Put the listing below into a Markdown table with the columns Row and Listing line, numbering each row and leaving out blank lines.
######
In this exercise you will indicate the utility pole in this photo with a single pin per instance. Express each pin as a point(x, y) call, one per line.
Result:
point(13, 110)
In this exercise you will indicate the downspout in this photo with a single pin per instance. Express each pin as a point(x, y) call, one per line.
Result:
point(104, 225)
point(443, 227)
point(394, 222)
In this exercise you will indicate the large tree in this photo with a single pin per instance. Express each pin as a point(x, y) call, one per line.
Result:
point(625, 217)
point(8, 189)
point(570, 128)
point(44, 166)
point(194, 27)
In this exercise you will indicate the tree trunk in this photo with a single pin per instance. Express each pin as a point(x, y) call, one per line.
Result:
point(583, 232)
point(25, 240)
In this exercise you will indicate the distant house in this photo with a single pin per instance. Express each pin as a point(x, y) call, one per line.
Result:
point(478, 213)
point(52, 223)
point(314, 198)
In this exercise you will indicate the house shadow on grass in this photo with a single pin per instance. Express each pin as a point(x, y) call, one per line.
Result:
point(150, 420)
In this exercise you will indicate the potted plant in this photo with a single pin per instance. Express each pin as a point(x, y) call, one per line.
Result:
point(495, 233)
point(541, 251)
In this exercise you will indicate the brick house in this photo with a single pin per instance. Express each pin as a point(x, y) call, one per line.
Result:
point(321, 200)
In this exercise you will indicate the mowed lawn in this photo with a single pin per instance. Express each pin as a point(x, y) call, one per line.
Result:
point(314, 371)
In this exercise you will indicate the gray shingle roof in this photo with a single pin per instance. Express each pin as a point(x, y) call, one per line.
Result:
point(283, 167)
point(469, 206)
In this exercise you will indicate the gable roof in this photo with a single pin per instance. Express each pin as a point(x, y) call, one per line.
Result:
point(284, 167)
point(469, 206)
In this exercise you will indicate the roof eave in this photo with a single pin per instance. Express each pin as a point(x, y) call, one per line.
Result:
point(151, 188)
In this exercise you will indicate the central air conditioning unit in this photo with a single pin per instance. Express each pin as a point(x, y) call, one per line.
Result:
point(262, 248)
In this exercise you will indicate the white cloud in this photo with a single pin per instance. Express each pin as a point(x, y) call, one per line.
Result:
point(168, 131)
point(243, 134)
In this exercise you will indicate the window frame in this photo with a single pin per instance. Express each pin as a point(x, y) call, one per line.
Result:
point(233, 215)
######
Answer to the exercise:
| Row | Listing line |
|---|---|
| 1 | In this exercise you will indicate the utility pole in this photo with a single pin per instance. Express each pin as a point(x, y) call, one per line. |
| 2 | Result: |
| 3 | point(13, 110) |
| 4 | In this exercise you will indicate the downspout in this photo with a single pin per instance. Express each pin as a point(x, y) call, one per line. |
| 5 | Result: |
| 6 | point(104, 225) |
| 7 | point(443, 227) |
| 8 | point(394, 222) |
| 9 | In this exercise you will indicate the large tree in this photo with a single pin per instance. Express each pin as a point(x, y) call, one per line. |
| 10 | Result: |
| 11 | point(625, 217) |
| 12 | point(8, 189) |
| 13 | point(570, 128) |
| 14 | point(44, 166) |
| 15 | point(194, 27) |
| 16 | In this exercise you will indicate the tree trunk in this photo with a single pin per instance. Express each pin as a point(x, y) call, one per line. |
| 17 | Result: |
| 18 | point(583, 232) |
| 19 | point(25, 240) |
| 20 | In this exercise you will indicate the distant house in this photo with a single pin per instance. Express each pin as a point(x, y) call, one per line. |
| 21 | Result: |
| 22 | point(478, 213) |
| 23 | point(52, 223) |
| 24 | point(314, 198) |
| 25 | In this exercise you will indicate the house shadow on grass in this photo with a single pin per instance. Express each pin as a point(x, y) call, one per line. |
| 26 | Result: |
| 27 | point(150, 420) |
| 28 | In this exercise you will indicate the potted plant in this photo with a single pin per instance. Express each pin as a point(x, y) call, one per line. |
| 29 | Result: |
| 30 | point(495, 233) |
| 31 | point(541, 251) |
| 32 | In this exercise you will indicate the brick house in this photo with a single pin per instance. Express each pin as a point(x, y) call, one per line. |
| 33 | Result: |
| 34 | point(321, 200) |
| 35 | In this exercise you will indicate the mowed lawn in this photo with a single pin per instance. Express each pin as a point(x, y) call, one per line. |
| 36 | Result: |
| 37 | point(314, 371) |
| 38 | In this exercise you will indicate the gray shingle roof in this photo with a single pin per instance. Express each pin as a point(x, y) call, one per line. |
| 39 | Result: |
| 40 | point(283, 167) |
| 41 | point(469, 206) |
| 42 | In this exercise you will indicate the gable roof in this photo with a single pin per instance. Express each pin as a point(x, y) call, one per line. |
| 43 | Result: |
| 44 | point(284, 167) |
| 45 | point(469, 206) |
| 46 | In this exercise you will indicate the roof eave in this photo with a single pin per instance. Express each pin as a point(x, y) call, one per line. |
| 47 | Result: |
| 48 | point(151, 188) |
| 49 | In this exercise you will indicate the central air conditioning unit in this photo with a single pin per instance. Express each pin as a point(x, y) call, one per line. |
| 50 | Result: |
| 51 | point(262, 248) |
| 52 | In this exercise you will indicate the white cloud in this photo with a single pin per instance. Express each pin as a point(x, y) call, one per line. |
| 53 | Result: |
| 54 | point(168, 131) |
| 55 | point(243, 134) |
| 56 | In this exercise you will indicate the window frame in this photo with a single pin per instance. Express each pin as a point(x, y) call, one per line. |
| 57 | Result: |
| 58 | point(233, 215) |